> **WHAT IS BEING ASKED**: Restate, word for word, every line of the data.

> **MATERIAL SHOWN**:
/---
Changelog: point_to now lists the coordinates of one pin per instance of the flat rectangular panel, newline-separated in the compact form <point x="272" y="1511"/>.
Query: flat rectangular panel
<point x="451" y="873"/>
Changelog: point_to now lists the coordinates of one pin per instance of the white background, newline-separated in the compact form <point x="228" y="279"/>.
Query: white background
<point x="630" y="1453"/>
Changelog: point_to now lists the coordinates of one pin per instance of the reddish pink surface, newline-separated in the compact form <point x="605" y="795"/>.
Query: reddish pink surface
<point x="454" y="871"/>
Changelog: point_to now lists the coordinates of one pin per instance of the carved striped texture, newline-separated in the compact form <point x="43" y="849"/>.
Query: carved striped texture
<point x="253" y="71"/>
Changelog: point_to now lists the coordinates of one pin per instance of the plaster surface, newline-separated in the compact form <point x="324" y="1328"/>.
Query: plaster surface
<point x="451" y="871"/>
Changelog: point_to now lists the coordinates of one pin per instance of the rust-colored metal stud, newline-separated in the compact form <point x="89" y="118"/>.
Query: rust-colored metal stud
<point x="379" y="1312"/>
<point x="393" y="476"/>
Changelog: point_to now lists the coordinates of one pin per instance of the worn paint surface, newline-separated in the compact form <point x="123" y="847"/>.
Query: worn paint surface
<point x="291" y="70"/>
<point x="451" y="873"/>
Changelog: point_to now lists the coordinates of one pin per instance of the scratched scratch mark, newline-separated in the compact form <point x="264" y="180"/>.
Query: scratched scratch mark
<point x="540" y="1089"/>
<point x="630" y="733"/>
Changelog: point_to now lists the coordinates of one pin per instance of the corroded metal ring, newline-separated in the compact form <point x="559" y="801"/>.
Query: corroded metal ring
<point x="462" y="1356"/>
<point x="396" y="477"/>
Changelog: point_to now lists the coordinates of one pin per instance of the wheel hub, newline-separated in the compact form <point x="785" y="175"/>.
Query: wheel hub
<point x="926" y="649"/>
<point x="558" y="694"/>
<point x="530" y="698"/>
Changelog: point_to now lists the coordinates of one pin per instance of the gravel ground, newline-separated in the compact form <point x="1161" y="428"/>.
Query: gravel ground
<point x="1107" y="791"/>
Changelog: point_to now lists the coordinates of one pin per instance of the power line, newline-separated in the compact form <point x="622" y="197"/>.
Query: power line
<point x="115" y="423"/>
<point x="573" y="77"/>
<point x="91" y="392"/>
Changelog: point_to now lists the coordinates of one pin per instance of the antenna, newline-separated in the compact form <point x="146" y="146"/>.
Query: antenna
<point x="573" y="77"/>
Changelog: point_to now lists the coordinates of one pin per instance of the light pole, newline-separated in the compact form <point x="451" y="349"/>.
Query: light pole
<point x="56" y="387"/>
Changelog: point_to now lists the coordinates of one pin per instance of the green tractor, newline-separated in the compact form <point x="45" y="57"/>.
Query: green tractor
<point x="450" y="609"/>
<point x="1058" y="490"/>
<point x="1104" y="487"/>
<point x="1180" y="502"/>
\---
> **TASK SOLUTION**:
Changelog: point_to now lists the coordinates of one pin per instance of the flat rectangular panel, newline-separated in the compact form <point x="272" y="1511"/>.
Query: flat rectangular panel
<point x="451" y="873"/>
Changelog: point_to now lists the coordinates of one pin per instance of the white background, newline-separated in the compact form <point x="228" y="279"/>.
Query: white background
<point x="630" y="1453"/>
Changelog: point_to now lists the coordinates of one pin per instance of the reddish pink surface, newline-separated in the compact form <point x="605" y="795"/>.
Query: reddish pink surface
<point x="454" y="871"/>
Changelog: point_to now lists the coordinates of one pin per instance of the carved striped texture, newline-separated in the compact form <point x="43" y="849"/>.
Query: carved striped texture
<point x="253" y="71"/>
Changelog: point_to now lists the coordinates of one pin per instance of the plaster surface, newline-separated in the compact form <point x="324" y="1328"/>.
Query: plaster surface
<point x="451" y="871"/>
Changelog: point_to now lists the coordinates of one pin per instance of the rust-colored metal stud, newline-separated in the compact form <point x="89" y="118"/>.
Query: rust-colored metal stud
<point x="379" y="1312"/>
<point x="393" y="476"/>
Changelog: point_to now lists the coordinates of one pin per instance of the worn paint surface, newline-separated in the compact form <point x="123" y="847"/>.
Query: worn paint surface
<point x="291" y="70"/>
<point x="451" y="873"/>
Changelog: point_to now lists the coordinates of one pin per instance of the scratched scratch mark, newline-separated in the compact form <point x="264" y="180"/>.
Query: scratched scratch mark
<point x="540" y="1089"/>
<point x="630" y="733"/>
Changelog: point_to now lists the coordinates of one pin per instance of the corroded metal ring, newline-separated in the compact form <point x="559" y="801"/>.
Query: corroded metal ring
<point x="462" y="1356"/>
<point x="396" y="477"/>
Changelog: point_to now lists the coordinates of one pin per instance of the wheel hub, newline-separated in the compact form <point x="785" y="175"/>.
Query: wheel hub
<point x="926" y="649"/>
<point x="558" y="694"/>
<point x="530" y="698"/>
Changelog: point_to now lists the coordinates of one pin per instance of the gravel ground, newline-separated in the compact form <point x="1161" y="428"/>.
Query: gravel ground
<point x="1107" y="791"/>
Changelog: point_to now lists the coordinates of one pin per instance of the power line, newline-separated in the compact form <point x="622" y="197"/>.
Query: power line
<point x="115" y="423"/>
<point x="573" y="77"/>
<point x="91" y="392"/>
Changelog: point_to now lists the coordinates of one pin per instance of the antenna, newline-separated in the compact form <point x="146" y="146"/>.
Query: antenna
<point x="573" y="77"/>
Changelog: point_to now lists the coordinates of one pin per instance of the light pole, newline-separated in the compact form <point x="451" y="349"/>.
Query: light pole
<point x="56" y="387"/>
Changelog: point_to now lists the coordinates of one pin per instance of the green tractor, newline-separated in the compact form <point x="45" y="57"/>.
Query: green tractor
<point x="450" y="609"/>
<point x="1058" y="490"/>
<point x="1104" y="487"/>
<point x="1180" y="502"/>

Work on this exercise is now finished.